> **PROBLEM STATEMENT**:
Repeat the entries below word for word, keeping every line unchanged.
* START RECORDS PROVIDED *
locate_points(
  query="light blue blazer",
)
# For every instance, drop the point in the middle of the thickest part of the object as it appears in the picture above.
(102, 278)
* END RECORDS PROVIDED *
> **COMPLETE OUTPUT**:
locate_points(
  query="light blue blazer",
)
# For every instance, drop the point in the middle of the thickest part of the object as it appears in the picture above.
(102, 278)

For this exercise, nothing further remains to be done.